Annotated coordinate records
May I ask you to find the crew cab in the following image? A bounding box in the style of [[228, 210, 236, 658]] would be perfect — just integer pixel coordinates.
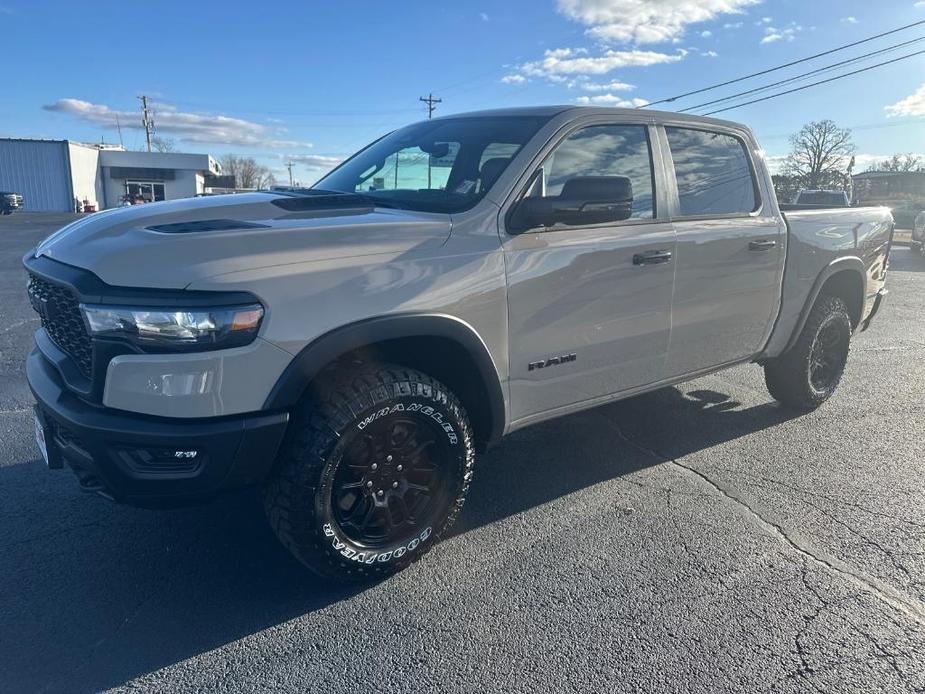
[[793, 188, 851, 207], [24, 106, 893, 579]]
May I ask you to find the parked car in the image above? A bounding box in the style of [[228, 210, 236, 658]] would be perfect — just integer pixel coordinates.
[[890, 201, 925, 229], [912, 212, 925, 256], [0, 191, 22, 214], [793, 188, 851, 207], [24, 107, 893, 579]]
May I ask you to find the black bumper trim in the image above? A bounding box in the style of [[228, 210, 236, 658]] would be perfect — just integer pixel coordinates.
[[26, 349, 289, 506]]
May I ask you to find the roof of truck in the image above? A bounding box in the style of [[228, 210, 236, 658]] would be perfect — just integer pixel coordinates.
[[426, 104, 744, 128]]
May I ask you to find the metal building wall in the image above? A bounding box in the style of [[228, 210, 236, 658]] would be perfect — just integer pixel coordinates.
[[0, 139, 74, 212]]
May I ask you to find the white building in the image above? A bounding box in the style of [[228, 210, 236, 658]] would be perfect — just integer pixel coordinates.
[[0, 138, 220, 212]]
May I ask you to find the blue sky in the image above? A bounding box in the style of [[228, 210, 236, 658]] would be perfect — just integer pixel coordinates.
[[0, 0, 925, 183]]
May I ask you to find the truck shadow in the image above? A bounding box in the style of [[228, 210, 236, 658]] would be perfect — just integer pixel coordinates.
[[456, 386, 797, 534], [0, 388, 791, 692], [890, 248, 925, 272]]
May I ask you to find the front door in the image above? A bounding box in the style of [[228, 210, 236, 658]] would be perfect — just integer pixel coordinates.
[[504, 124, 675, 424], [664, 126, 786, 377]]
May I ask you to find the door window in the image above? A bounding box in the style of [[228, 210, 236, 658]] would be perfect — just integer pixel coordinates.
[[665, 128, 758, 216], [531, 125, 655, 219]]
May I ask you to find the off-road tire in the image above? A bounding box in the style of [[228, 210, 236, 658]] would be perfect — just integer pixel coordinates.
[[764, 295, 852, 410], [264, 364, 475, 581]]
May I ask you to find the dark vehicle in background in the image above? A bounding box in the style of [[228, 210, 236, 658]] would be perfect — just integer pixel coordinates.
[[793, 188, 851, 207], [884, 200, 925, 229], [912, 211, 925, 256], [0, 191, 22, 214]]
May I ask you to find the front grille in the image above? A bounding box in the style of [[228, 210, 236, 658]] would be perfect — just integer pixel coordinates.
[[28, 274, 93, 378]]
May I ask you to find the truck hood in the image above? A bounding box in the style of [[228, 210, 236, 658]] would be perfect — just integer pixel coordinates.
[[36, 193, 452, 289]]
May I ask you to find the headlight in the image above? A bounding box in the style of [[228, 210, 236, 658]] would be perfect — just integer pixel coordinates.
[[80, 304, 263, 350]]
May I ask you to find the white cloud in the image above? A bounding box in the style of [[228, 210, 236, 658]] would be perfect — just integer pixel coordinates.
[[578, 81, 636, 92], [558, 0, 760, 44], [886, 84, 925, 117], [520, 48, 684, 81], [280, 154, 344, 171], [42, 99, 312, 149], [575, 94, 649, 108], [761, 23, 803, 43]]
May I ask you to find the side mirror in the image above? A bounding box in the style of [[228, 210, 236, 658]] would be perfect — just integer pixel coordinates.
[[508, 176, 633, 233]]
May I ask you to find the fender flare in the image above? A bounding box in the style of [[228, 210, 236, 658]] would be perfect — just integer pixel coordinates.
[[264, 313, 506, 452], [784, 255, 867, 352]]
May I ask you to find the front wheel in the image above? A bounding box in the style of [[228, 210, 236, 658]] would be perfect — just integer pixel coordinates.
[[764, 295, 851, 410], [264, 365, 475, 580]]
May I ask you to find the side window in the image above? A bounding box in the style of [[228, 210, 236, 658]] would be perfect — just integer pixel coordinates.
[[534, 125, 655, 219], [665, 127, 758, 216]]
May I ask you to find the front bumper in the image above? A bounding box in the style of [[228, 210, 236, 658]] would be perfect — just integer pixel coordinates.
[[26, 349, 289, 506]]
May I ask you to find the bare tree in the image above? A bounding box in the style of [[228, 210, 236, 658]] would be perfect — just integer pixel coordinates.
[[867, 154, 925, 173], [783, 120, 855, 188], [219, 154, 276, 189], [151, 135, 176, 152]]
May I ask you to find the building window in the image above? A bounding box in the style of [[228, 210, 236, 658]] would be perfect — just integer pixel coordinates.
[[125, 181, 166, 204]]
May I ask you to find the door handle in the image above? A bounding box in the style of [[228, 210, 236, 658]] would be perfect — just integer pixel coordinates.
[[633, 251, 671, 265]]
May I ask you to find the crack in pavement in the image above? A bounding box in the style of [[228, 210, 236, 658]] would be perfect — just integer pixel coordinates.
[[600, 415, 925, 626]]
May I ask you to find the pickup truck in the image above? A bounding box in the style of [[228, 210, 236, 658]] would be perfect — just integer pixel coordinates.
[[24, 106, 893, 580]]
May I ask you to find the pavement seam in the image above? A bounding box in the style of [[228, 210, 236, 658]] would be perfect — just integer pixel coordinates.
[[601, 415, 925, 626]]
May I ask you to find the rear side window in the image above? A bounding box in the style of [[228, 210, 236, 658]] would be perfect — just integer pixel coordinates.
[[665, 128, 758, 216]]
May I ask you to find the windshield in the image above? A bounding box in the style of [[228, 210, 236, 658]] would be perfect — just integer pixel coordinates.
[[313, 116, 547, 213]]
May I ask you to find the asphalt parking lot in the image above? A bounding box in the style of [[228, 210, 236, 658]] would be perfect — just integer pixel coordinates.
[[0, 214, 925, 692]]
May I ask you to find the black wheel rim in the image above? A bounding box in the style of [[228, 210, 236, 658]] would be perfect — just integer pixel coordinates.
[[809, 322, 846, 391], [331, 414, 452, 548]]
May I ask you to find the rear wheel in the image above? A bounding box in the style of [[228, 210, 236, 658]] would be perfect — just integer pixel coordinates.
[[764, 295, 851, 410], [264, 365, 475, 580]]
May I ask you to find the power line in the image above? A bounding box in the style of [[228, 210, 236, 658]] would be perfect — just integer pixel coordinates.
[[138, 94, 154, 152], [702, 50, 925, 116], [638, 20, 925, 108], [679, 36, 925, 113], [418, 94, 443, 119]]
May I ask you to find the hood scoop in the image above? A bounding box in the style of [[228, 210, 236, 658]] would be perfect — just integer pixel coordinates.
[[270, 192, 373, 212], [146, 219, 270, 234]]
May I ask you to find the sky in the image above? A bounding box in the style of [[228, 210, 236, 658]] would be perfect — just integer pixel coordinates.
[[0, 0, 925, 185]]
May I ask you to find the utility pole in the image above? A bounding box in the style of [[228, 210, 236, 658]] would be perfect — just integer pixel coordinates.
[[418, 94, 443, 119], [418, 92, 443, 188], [116, 113, 125, 149], [138, 94, 154, 152]]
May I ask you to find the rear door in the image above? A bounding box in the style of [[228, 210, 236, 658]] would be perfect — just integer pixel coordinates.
[[659, 125, 786, 377], [502, 122, 675, 423]]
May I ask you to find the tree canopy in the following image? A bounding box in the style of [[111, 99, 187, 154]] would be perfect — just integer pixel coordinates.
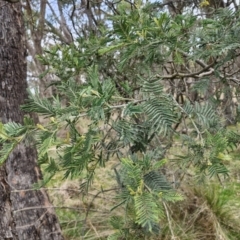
[[0, 0, 240, 240]]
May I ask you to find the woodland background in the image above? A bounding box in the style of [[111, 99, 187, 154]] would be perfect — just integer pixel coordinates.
[[0, 0, 240, 240]]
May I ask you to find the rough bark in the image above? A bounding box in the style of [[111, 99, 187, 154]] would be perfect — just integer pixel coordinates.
[[0, 0, 63, 240]]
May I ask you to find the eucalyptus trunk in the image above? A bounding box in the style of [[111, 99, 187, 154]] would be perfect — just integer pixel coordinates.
[[0, 0, 63, 240]]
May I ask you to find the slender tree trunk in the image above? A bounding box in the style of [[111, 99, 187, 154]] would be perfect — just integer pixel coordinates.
[[0, 0, 63, 240]]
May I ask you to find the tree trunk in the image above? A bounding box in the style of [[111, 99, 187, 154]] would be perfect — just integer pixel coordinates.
[[0, 0, 63, 240]]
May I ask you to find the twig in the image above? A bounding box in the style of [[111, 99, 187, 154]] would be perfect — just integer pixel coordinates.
[[163, 201, 176, 240]]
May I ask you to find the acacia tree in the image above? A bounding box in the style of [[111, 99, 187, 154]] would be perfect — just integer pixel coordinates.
[[0, 0, 63, 240]]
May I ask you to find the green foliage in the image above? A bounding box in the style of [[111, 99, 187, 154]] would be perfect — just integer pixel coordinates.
[[0, 5, 240, 239]]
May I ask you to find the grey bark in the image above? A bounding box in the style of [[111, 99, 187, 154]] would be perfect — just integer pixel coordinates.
[[0, 0, 63, 240]]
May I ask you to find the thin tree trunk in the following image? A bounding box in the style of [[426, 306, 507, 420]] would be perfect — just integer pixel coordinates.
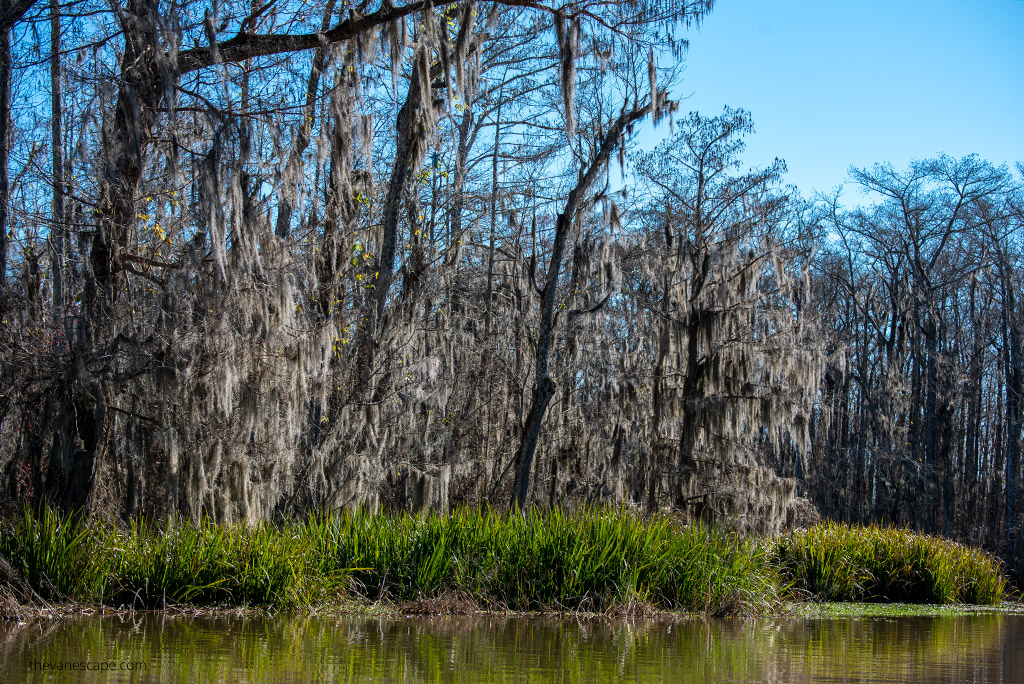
[[512, 100, 651, 510], [50, 0, 68, 317]]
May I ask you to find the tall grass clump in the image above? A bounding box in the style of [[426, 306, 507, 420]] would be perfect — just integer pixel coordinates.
[[771, 522, 1008, 604], [0, 509, 110, 601], [103, 520, 312, 608], [308, 508, 776, 614]]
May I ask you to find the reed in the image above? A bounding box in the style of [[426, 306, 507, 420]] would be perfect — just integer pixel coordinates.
[[771, 522, 1008, 604], [0, 508, 778, 614], [0, 508, 1007, 615]]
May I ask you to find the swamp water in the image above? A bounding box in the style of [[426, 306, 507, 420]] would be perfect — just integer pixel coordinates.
[[0, 613, 1024, 684]]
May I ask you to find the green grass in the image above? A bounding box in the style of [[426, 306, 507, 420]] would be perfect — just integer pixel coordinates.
[[771, 522, 1008, 605], [0, 508, 1008, 615], [0, 509, 779, 614]]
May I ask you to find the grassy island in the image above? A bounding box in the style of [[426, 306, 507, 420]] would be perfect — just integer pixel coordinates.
[[0, 509, 1008, 615]]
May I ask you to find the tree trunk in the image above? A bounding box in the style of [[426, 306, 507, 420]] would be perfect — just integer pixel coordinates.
[[512, 103, 651, 510]]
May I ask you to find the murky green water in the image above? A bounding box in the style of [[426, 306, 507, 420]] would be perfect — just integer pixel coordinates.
[[0, 614, 1024, 684]]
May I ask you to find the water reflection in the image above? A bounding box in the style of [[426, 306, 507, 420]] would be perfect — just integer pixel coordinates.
[[0, 614, 1024, 684]]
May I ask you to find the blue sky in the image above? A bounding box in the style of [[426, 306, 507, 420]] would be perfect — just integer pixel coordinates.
[[644, 0, 1024, 199]]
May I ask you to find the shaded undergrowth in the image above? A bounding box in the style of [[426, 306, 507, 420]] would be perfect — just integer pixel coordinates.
[[0, 508, 1008, 615], [771, 522, 1008, 605], [0, 509, 779, 614]]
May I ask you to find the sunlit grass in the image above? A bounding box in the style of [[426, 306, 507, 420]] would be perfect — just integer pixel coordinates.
[[0, 508, 1008, 615], [0, 509, 778, 614], [772, 522, 1008, 604]]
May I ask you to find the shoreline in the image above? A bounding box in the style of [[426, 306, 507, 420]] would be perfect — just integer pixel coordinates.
[[6, 599, 1024, 625], [0, 508, 1019, 618]]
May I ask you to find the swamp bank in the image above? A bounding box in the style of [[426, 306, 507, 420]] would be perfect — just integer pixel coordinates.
[[0, 508, 1013, 616]]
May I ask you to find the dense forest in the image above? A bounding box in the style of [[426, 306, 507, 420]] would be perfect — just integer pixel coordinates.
[[0, 0, 1024, 577]]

WRITTEN EXERCISE: Output the stretch of the data that opens with the line containing "May I ask you to find the white building" and closes with the line containing "248, 925, 272]]" as a Markdown table with the columns Row and Entry. Give each line its row number under Row and its text under Entry, and leave out any blank lines.

ANSWER FOR THE TASK:
| Row | Entry |
|---|---|
| 1 | May I ask you to find the white building in the image above? A bounding box in the style of [[228, 210, 236, 658]] would be perfect — just integer pixel coordinates. |
| 2 | [[0, 138, 220, 212]] |
| 3 | May I ask you to find the blue sky in the image above? A bounding box in the style of [[228, 210, 236, 658]] would be perfect — just integer pixel coordinates. |
| 4 | [[0, 0, 925, 183]] |
| 5 | May I ask you to find the truck shadow in the image above? A bounding box in the style of [[228, 210, 236, 658]] would be perfect — just integer pixel coordinates. |
| 6 | [[456, 386, 797, 534], [0, 388, 791, 692], [890, 248, 925, 272]] |